◆ **The task**:
Write out the records below once more, exactly as they stand.

◆ **Provided entries**:
━━━━━━━━━━━━━━━━
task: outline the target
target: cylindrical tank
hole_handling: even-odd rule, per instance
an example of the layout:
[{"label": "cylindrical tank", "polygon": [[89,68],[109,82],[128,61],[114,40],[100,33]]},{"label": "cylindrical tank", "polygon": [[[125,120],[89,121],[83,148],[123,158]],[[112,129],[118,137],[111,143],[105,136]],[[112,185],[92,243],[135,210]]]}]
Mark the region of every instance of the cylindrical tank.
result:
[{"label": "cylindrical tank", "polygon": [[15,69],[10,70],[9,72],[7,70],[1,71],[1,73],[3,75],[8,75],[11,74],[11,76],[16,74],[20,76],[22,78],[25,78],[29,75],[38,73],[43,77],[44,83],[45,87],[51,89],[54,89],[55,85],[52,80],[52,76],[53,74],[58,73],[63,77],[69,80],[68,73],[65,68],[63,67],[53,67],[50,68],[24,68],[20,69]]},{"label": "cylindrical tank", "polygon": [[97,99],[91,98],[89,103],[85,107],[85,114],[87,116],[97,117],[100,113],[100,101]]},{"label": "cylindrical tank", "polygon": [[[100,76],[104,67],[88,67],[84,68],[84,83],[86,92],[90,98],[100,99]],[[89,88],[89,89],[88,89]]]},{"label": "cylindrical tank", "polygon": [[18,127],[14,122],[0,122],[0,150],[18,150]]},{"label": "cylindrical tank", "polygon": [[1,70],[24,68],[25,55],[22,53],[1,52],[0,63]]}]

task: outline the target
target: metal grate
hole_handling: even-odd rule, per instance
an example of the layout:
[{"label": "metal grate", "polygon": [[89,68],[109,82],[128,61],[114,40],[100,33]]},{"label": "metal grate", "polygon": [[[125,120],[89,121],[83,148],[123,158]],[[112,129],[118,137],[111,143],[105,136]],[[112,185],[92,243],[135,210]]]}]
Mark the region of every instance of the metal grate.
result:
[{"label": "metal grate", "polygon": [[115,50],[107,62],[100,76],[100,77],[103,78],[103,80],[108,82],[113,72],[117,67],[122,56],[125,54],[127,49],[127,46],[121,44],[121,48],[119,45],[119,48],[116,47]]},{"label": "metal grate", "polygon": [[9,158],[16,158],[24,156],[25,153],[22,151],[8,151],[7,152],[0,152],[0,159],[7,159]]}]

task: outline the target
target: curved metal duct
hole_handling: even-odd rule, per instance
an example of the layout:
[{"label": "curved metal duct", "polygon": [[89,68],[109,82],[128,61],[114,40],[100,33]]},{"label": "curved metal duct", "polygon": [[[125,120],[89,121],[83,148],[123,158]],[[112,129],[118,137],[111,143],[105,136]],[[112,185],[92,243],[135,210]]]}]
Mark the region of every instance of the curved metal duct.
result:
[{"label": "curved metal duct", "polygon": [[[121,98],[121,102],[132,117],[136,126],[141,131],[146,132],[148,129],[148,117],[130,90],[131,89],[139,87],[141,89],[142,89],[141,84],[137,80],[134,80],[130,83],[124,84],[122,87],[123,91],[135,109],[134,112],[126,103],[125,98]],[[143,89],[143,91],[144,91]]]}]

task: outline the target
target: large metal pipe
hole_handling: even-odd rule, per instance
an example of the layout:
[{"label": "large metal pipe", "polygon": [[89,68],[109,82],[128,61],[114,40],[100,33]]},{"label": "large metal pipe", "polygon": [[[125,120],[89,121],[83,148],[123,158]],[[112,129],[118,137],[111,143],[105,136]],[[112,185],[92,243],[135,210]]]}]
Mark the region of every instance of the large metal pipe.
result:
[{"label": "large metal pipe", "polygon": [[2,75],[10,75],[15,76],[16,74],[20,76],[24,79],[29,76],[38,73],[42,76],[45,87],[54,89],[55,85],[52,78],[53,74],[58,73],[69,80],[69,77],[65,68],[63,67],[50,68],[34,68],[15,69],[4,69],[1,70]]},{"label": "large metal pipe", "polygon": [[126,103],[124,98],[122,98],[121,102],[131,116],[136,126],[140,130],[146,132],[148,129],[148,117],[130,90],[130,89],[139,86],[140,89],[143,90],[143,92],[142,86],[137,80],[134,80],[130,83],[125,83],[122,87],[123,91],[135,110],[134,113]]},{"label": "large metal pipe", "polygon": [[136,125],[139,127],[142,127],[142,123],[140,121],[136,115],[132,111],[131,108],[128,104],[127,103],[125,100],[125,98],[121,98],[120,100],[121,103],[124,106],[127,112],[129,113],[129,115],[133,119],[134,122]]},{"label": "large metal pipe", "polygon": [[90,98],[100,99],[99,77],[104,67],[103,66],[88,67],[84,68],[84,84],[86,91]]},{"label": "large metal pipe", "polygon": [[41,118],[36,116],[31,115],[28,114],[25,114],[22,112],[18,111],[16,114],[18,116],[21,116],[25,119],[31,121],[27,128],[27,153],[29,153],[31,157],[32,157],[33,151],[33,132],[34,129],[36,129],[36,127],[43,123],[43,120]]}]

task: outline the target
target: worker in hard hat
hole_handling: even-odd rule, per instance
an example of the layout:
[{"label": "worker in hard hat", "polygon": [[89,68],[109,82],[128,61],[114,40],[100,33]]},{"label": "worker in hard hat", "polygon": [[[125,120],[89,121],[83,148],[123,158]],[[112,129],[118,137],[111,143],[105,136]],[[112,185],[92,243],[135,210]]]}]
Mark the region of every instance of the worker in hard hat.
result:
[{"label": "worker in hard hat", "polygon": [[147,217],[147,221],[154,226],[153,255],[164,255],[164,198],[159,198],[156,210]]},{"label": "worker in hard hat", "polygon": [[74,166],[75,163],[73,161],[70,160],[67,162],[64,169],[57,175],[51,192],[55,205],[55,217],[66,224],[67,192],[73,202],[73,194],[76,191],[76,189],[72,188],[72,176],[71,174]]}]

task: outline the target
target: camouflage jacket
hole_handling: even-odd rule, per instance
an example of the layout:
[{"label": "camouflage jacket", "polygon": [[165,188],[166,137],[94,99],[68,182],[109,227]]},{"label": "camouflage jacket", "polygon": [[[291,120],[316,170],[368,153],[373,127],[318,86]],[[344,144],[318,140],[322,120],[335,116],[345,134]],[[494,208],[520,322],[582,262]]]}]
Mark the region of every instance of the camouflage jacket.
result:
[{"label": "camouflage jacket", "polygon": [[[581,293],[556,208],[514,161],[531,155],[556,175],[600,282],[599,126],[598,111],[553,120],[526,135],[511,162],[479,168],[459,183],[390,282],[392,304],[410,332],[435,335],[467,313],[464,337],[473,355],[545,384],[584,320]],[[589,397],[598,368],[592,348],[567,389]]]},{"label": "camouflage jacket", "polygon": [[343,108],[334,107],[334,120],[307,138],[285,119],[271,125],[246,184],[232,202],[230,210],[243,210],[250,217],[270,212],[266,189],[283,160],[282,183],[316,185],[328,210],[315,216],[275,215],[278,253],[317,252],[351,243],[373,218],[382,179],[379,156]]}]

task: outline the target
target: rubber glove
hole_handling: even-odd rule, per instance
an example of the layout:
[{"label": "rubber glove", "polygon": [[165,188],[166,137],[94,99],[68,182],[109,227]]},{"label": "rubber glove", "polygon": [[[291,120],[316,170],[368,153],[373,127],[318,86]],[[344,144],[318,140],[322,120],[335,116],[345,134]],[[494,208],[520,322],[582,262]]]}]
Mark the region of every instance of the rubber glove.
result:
━━━━━━━━━━━━━━━━
◆ **In response**:
task: outline the target
target: cylindrical tank
hole_handling: even-odd rule, per instance
an example of the layout:
[{"label": "cylindrical tank", "polygon": [[89,68],[109,82],[128,61],[114,40],[100,33]]},{"label": "cylindrical tank", "polygon": [[[125,120],[89,121],[83,148],[123,158]],[[112,129],[118,137],[111,143],[105,136]],[[112,185],[92,243],[135,210]]]}]
Mark the region of every instance of the cylindrical tank.
result:
[{"label": "cylindrical tank", "polygon": [[15,69],[10,70],[9,72],[7,70],[1,71],[1,73],[3,75],[8,75],[11,74],[11,76],[16,74],[20,76],[22,78],[25,78],[29,75],[38,73],[43,77],[44,83],[45,87],[51,89],[54,89],[55,85],[52,80],[52,76],[53,74],[58,73],[63,77],[69,80],[68,73],[65,68],[63,67],[53,67],[50,68],[24,68],[20,69]]},{"label": "cylindrical tank", "polygon": [[97,99],[91,98],[89,103],[85,107],[85,114],[87,116],[97,117],[100,113],[100,101]]},{"label": "cylindrical tank", "polygon": [[[100,76],[104,67],[88,67],[84,68],[84,83],[86,92],[90,98],[100,99]],[[89,88],[89,89],[88,89]]]},{"label": "cylindrical tank", "polygon": [[18,127],[14,122],[0,122],[0,150],[18,150]]},{"label": "cylindrical tank", "polygon": [[1,70],[24,68],[25,55],[22,53],[1,52],[0,63]]}]

task: outline the target
target: metal grate
hole_handling: even-odd rule, per instance
an example of the layout:
[{"label": "metal grate", "polygon": [[89,68],[109,82],[128,61],[114,40],[100,33]]},{"label": "metal grate", "polygon": [[[125,120],[89,121],[83,148],[123,158]],[[112,129],[118,137],[111,143],[105,136]],[[112,185],[92,243],[135,210]]]}]
Mark the region of every instance of the metal grate.
result:
[{"label": "metal grate", "polygon": [[115,50],[107,62],[100,76],[100,77],[103,78],[103,80],[108,82],[113,72],[117,67],[122,56],[125,54],[127,49],[127,46],[121,44],[121,48],[119,45],[119,48],[116,47]]},{"label": "metal grate", "polygon": [[9,158],[16,158],[24,156],[25,153],[22,151],[8,151],[7,152],[0,152],[0,159],[7,159]]}]

task: outline the target
target: curved metal duct
hole_handling: even-odd rule, per instance
an example of the layout:
[{"label": "curved metal duct", "polygon": [[89,68],[109,82],[128,61],[114,40],[100,33]]},{"label": "curved metal duct", "polygon": [[[125,120],[89,121],[83,148],[123,158]],[[112,129],[118,137],[111,143],[105,136]],[[112,185],[92,243],[135,210]]]}]
Mark the region of every instance of the curved metal duct.
result:
[{"label": "curved metal duct", "polygon": [[[121,98],[121,102],[132,117],[136,126],[141,131],[146,132],[148,129],[148,117],[130,90],[131,89],[139,87],[141,89],[142,89],[141,84],[137,80],[134,80],[130,83],[124,84],[122,87],[123,91],[135,109],[134,112],[126,103],[125,98]],[[143,89],[143,91],[144,91]]]}]

task: outline the target
target: large metal pipe
hole_handling: even-odd rule, per instance
an example of the layout:
[{"label": "large metal pipe", "polygon": [[89,68],[109,82],[128,61],[114,40],[100,33]]},{"label": "large metal pipe", "polygon": [[[125,120],[89,121],[83,148],[123,158]],[[112,129],[118,137],[111,143],[105,136]],[[112,185],[92,243],[135,210]]]}]
Mark the region of every instance of the large metal pipe.
result:
[{"label": "large metal pipe", "polygon": [[2,75],[10,75],[15,76],[16,74],[20,76],[24,79],[29,76],[38,73],[42,76],[45,87],[54,89],[55,85],[52,78],[53,74],[58,73],[69,80],[69,77],[65,68],[63,67],[50,68],[34,68],[15,69],[4,69],[1,70]]},{"label": "large metal pipe", "polygon": [[126,103],[124,98],[122,98],[121,102],[131,116],[136,126],[140,130],[146,132],[148,129],[148,117],[130,90],[130,89],[139,86],[140,89],[143,90],[143,92],[142,86],[137,80],[134,80],[130,83],[125,83],[122,87],[123,91],[135,110],[134,113]]},{"label": "large metal pipe", "polygon": [[136,125],[139,127],[142,127],[142,123],[140,121],[136,115],[132,111],[131,108],[128,104],[127,103],[125,100],[125,98],[121,98],[120,100],[121,103],[124,106],[127,112],[129,113],[129,115],[133,119],[134,122]]},{"label": "large metal pipe", "polygon": [[90,98],[100,99],[99,77],[104,67],[103,66],[88,67],[84,68],[84,84],[86,91]]},{"label": "large metal pipe", "polygon": [[41,118],[36,116],[31,115],[28,114],[25,114],[22,112],[18,111],[16,114],[18,116],[21,116],[25,119],[31,121],[27,128],[27,153],[29,153],[31,157],[32,157],[33,151],[33,132],[34,129],[36,129],[36,127],[43,123],[43,120]]}]

task: outline the target
target: worker in hard hat
hole_handling: even-odd rule, per instance
an example of the layout:
[{"label": "worker in hard hat", "polygon": [[89,68],[109,82],[128,61],[114,40],[100,33]]},{"label": "worker in hard hat", "polygon": [[[125,120],[89,121],[83,148],[123,158]],[[112,129],[118,137],[111,143],[105,136]],[[112,185],[92,243],[135,210]]]}]
Mark the region of every instance of the worker in hard hat.
result:
[{"label": "worker in hard hat", "polygon": [[147,217],[147,221],[154,226],[153,255],[164,255],[164,198],[159,198],[156,210]]},{"label": "worker in hard hat", "polygon": [[74,166],[75,163],[73,161],[70,160],[67,162],[64,169],[57,175],[51,192],[55,205],[55,217],[66,224],[67,192],[73,202],[73,194],[76,191],[76,189],[72,188],[72,176],[71,174]]}]

task: outline the target
target: camouflage jacket
hole_handling: even-odd rule, per instance
an example of the layout:
[{"label": "camouflage jacket", "polygon": [[165,188],[166,137],[94,99],[68,182],[109,227]]},{"label": "camouflage jacket", "polygon": [[[291,120],[316,170],[368,153],[373,127],[318,86]],[[344,144],[318,140],[322,120],[335,116],[345,134]],[[494,208],[520,322],[582,262]]]}]
Mark the region of every instance of the camouflage jacket.
result:
[{"label": "camouflage jacket", "polygon": [[[581,293],[556,208],[514,161],[531,155],[556,175],[600,282],[599,126],[598,111],[553,120],[526,135],[511,162],[479,168],[459,183],[390,282],[392,304],[410,332],[435,335],[467,313],[464,337],[473,355],[545,384],[584,320]],[[589,397],[598,368],[592,348],[567,389]]]},{"label": "camouflage jacket", "polygon": [[343,108],[334,107],[334,120],[307,138],[285,119],[271,125],[246,184],[232,202],[230,210],[243,210],[250,217],[270,212],[266,189],[283,160],[282,183],[316,185],[328,210],[315,216],[275,215],[278,253],[317,252],[351,243],[373,218],[382,179],[379,156]]}]

task: outline the target
target: rubber glove
hole_handling: even-odd rule, per instance
an example of the layout:
[{"label": "rubber glove", "polygon": [[165,188],[166,137],[94,99],[68,182],[109,227]]},{"label": "rubber glove", "polygon": [[[291,120],[316,170],[368,153],[373,127],[318,86]],[[344,144],[318,140],[322,120],[335,116],[345,134]],[[494,208],[520,322],[582,262]]]}]
Mark the region of every instance of the rubber glove.
result:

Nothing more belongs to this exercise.